*STATED EXERCISE 1:*
Gather every line of the rows that contains the string "black". Match case exactly.

[begin DOCUMENT PASSAGE]

Archive for JCGS

ABC by QMC

Posted in Books, Kids, Statistics, University life with tags , , , , , , , , , , on November 5, 2018 by xi'an

A paper by Alexander Buchholz (CREST) and Nicolas Chopin (CREST) on quasi-Monte Carlo methods for ABC is going to appear in the Journal of Computational and Graphical Statistics. I had missed the opportunity when it was posted on arXiv and only became aware of the paper’s contents when I reviewed Alexander’s thesis for the doctoral school. The fact that the parameters are simulated (in ABC) from a prior that is quite generally a standard distribution while the pseudo-observations are simulated from a complex distribution (associated with the intractability of the likelihood function) means that the use of quasi-Monte Carlo sequences is in general only possible for the first part.

The ABC context studied there is close to the original version of ABC rejection scheme [as opposed to SMC and importance versions], the main difference standing with the use of M pseudo-observations instead of one (of the same size as the initial data). This repeated version has been discussed and abandoned in a strict Monte Carlo framework in favor of M=1 as it increases the overall variance, but the paper uses this version to show that the multiplication of pseudo-observations in a quasi-Monte Carlo framework does not increase the variance of the estimator. (Since the variance apparently remains constant when taking into account the generation time of the pseudo-data, we can however dispute the interest of this multiplication, except to produce a constant variance estimator, for some targets, or to be used for convergence assessment.) L The article also covers the bias correction solution of Lee and Latuszyǹski (2014).

Due to the simultaneous presence of pseudo-random and quasi-random sequences in the approximations, the authors use the notion of mixed sequences, for which they extend a one-dimension central limit theorem. The paper focus on the estimation of Z(ε), the normalization constant of the ABC density, ie the predictive probability of accepting a simulation which can be estimated at a speed of O(N⁻¹) where N is the number of QMC simulations, is a wee bit puzzling as I cannot figure the relevance of this constant (function of ε), especially since the result does not seem to generalize directly to other ABC estimators.

[end DOCUMENT PASSAGE]

*STATED EXERCISE 2:*
Summarize the post on ABC by QMC in two sentences.

[begin MATERIAL FOR THIS EXERCISE]

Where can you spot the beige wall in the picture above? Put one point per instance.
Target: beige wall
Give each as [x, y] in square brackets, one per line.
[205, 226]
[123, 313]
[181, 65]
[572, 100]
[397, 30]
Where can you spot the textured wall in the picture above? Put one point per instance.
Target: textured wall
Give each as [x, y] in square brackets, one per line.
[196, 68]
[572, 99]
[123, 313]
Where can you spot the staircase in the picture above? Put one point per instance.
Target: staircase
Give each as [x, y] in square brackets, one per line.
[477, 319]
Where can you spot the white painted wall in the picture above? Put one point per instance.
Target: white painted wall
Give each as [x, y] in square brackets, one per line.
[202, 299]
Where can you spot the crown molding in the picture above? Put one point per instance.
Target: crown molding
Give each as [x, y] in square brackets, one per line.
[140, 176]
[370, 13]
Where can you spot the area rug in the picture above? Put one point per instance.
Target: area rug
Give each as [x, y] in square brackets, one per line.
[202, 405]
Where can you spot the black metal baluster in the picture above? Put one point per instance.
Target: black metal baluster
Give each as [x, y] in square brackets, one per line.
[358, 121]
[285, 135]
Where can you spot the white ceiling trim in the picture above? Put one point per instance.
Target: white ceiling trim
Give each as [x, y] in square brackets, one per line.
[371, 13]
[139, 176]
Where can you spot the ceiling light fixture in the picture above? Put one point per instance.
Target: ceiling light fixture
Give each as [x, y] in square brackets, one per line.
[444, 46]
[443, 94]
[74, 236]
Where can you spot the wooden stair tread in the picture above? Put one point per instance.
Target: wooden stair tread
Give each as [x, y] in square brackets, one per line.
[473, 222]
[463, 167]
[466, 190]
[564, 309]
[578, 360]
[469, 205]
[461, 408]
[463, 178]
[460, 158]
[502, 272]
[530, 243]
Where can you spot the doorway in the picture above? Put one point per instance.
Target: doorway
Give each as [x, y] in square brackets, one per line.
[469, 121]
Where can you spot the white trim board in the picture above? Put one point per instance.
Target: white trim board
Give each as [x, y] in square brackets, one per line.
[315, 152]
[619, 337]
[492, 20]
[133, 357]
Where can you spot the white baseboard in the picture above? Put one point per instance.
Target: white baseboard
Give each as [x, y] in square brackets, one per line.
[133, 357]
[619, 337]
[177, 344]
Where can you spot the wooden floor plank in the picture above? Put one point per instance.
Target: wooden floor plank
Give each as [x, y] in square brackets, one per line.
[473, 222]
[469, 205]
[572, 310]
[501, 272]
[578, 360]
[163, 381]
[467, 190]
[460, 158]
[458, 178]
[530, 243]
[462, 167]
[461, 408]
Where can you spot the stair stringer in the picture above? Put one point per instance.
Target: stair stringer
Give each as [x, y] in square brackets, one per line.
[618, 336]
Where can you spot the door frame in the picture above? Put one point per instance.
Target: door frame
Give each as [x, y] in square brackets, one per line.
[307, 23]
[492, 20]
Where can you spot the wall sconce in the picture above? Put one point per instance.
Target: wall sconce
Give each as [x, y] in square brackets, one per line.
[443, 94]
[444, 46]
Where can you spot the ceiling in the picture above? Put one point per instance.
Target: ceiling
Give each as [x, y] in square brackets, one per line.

[end MATERIAL FOR THIS EXERCISE]

*EXERCISE SOLUTION 1:*
Where can you spot the black metal baluster in the picture above? Put one point per instance.
Target: black metal baluster

*EXERCISE SOLUTION 2:*
The post discusses a paper by Alexander Buchholz and Nicolas Chopin, due to appear in the Journal of Computational and Graphical Statistics, on quasi-Monte Carlo methods for ABC, where such sequences are generally usable only for simulating the parameters from the prior. The paper uses a rejection-style ABC with M pseudo-observations to show that, under quasi-Monte Carlo, this does not increase the estimator's variance, extends a one-dimension central limit theorem to mixed sequences, and estimates the normalization constant Z(ε) at a speed of O(N⁻¹), though the post questions the relevance of that constant.